QUOTED PASSAGE:
◆ ◆ ◆ ◆ ◆ ◆ ◆

A GPU cluster has two networks, and the most common architecture mistake is treating them as one. The first is the scale-up fabric: NVLink5, which fuses a set of GPUs into a single coherent domain so they behave, for the purposes of a tensor-parallel shard, like one very large accelerator. The second is the scale-out fabric: the ConnectX cards on each baseboard that carry traffic between nodes across a switched network. They operate at different bandwidths, different latencies, and different topological scopes, and a cluster is only as good as the weaker of the two for whatever collective your job actually runs.
This explainer separates those two layers, then walks the generational shift that matters most this cycle: B200-class HGX systems ship eight ConnectX-7 adapters at 400 Gb/s for east-west traffic, while B300-class HGX systems move to eight ConnectX-8 SuperNICs at 800 Gb/s on the baseboard. Doubling per-GPU east-west bandwidth is not a spec-sheet footnote. It changes how large a model you can train at a given step time, and it changes what you should be willing to pay for the system that carries it.
The two fabrics, defined
Scale-up is what happens inside a single coherent GPU domain. On an HGX B200 or B300 baseboard, eight GPUs are wired together with fifth-generation NVLink and an NVLink switch complex so that any GPU can read or write any other GPU's high-bandwidth memory at full fabric speed. NVLink5 delivers roughly 1.8 TB/s per GPU, which is 18 links at 100 GB/s each and on the order of fourteen times the bandwidth of a PCIe Gen5 path. At rack scale, the GB200 NVL72 extends the same NVLink5 fabric across all 72 GPUs in the rack for about 130 TB/s of aggregate low-latency GPU-to-GPU bandwidth. Inside that domain there is no Ethernet, no InfiniBand, and no NIC in the data path. The domain is the unit that tensor parallelism wants to live inside.
Scale-out is everything past the edge of that domain. Once a job spans more baseboards or more racks than a single NVLink domain can hold, the GPUs talk over a switched network through the ConnectX adapters. This is the plane that carries data-parallel gradient all-reduces, pipeline-parallel activations between stages, and any collective whose participants are spread across nodes. It runs at a fraction of NVLink bandwidth, it traverses switches, and it is where topology, congestion control, and adaptive routing earn their keep.
The practical rule for an architect: keep the most bandwidth-hungry parallelism dimension inside the NVLink domain, and let scale-out carry the dimensions that tolerate more latency and less bandwidth. The size of your NVLink domain (8 on an HGX baseboard, 72 on an NVL72 rack) and the speed of your ConnectX plane together set the ceiling on the model and batch you can run efficiently.
ConnectX-7 to ConnectX-8: what doubles, and why it matters
On a B200-class HGX system, the baseboard carries eight ConnectX-7 adapters, one per GPU. Each ConnectX-7 delivers 400 Gb/s and can run either NDR InfiniBand or 400G Ethernet. That 1:1 GPU-to-NIC ratio is deliberate: it gives every GPU a dedicated rail out of the node so that scale-out collectives are not bottlenecked by a shared uplink.

◆ ◆ ◆ ◆ ◆ ◆ ◆

SET EXERCISE: In the explainer on GPU cluster networks, how many ConnectX-7 adapters does a B200-class HGX baseboard carry, and at what speed does each run?

◆ ◆ ◆ ◆ ◆ ◆ ◆

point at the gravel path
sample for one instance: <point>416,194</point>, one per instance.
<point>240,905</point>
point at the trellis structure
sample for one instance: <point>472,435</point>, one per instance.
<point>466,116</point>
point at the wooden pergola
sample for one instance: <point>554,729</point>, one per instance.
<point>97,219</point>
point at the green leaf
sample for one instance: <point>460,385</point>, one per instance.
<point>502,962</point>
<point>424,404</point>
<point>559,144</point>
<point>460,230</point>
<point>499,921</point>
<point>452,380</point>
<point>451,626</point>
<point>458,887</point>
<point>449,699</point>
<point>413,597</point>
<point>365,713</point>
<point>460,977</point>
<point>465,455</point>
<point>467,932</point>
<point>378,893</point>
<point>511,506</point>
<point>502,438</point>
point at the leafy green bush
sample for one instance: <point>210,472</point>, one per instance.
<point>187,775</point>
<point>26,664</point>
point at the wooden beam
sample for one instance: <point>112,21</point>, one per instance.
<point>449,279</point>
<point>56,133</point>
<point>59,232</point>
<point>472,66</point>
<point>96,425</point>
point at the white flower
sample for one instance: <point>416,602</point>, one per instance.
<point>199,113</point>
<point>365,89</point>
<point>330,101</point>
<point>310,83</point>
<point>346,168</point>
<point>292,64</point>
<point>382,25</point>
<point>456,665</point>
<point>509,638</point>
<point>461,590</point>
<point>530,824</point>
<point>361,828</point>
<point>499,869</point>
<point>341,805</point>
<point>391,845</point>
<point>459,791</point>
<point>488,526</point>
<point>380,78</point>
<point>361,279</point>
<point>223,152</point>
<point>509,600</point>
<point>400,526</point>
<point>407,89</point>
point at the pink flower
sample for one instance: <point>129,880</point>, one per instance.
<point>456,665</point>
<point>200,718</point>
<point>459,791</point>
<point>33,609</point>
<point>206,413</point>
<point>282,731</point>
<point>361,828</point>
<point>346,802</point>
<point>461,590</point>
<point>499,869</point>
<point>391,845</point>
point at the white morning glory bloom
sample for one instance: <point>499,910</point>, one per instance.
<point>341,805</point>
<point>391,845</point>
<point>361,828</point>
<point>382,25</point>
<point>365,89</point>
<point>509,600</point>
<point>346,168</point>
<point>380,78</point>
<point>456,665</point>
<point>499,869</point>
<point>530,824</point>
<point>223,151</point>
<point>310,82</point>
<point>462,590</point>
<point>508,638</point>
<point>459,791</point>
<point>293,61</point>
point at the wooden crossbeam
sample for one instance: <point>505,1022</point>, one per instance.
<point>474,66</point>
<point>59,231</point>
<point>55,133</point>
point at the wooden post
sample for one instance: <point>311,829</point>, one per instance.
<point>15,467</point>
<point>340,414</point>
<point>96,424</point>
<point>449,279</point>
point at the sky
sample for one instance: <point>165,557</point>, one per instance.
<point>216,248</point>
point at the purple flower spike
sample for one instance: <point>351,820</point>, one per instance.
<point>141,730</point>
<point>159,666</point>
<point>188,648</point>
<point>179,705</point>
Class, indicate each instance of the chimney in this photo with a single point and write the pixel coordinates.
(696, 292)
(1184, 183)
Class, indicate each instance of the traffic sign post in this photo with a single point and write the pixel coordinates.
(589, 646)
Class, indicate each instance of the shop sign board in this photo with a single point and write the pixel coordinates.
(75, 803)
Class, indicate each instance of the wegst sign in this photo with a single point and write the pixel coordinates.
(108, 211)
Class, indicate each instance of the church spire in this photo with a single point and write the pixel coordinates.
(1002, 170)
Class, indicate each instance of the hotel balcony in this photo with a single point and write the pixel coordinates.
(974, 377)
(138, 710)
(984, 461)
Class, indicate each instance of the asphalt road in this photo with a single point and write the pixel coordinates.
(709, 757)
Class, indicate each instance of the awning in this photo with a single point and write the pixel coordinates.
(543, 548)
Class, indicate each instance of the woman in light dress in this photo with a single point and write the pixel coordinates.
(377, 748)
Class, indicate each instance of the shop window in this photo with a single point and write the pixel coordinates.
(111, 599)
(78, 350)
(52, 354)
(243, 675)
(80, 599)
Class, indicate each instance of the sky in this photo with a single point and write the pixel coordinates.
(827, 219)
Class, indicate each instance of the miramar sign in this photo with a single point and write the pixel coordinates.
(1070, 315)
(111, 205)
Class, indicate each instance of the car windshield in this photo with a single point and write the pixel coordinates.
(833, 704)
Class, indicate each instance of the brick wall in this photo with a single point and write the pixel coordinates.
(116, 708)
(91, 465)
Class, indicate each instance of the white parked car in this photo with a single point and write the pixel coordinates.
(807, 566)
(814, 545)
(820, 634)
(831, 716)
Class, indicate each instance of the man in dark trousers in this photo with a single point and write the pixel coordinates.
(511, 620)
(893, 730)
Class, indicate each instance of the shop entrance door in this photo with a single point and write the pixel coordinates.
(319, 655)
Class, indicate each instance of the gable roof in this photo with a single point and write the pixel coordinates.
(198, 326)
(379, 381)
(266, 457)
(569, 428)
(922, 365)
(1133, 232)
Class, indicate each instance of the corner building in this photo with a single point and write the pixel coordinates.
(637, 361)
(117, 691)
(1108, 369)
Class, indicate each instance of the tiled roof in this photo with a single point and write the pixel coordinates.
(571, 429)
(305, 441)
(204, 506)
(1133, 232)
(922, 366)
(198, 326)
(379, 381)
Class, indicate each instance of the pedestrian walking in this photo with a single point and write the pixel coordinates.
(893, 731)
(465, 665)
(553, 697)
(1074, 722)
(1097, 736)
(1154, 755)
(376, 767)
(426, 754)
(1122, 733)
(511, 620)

◆ ◆ ◆ ◆ ◆ ◆ ◆

RESULT OF THIS TASK: Eight, one per GPU, each delivering 400 Gb/s.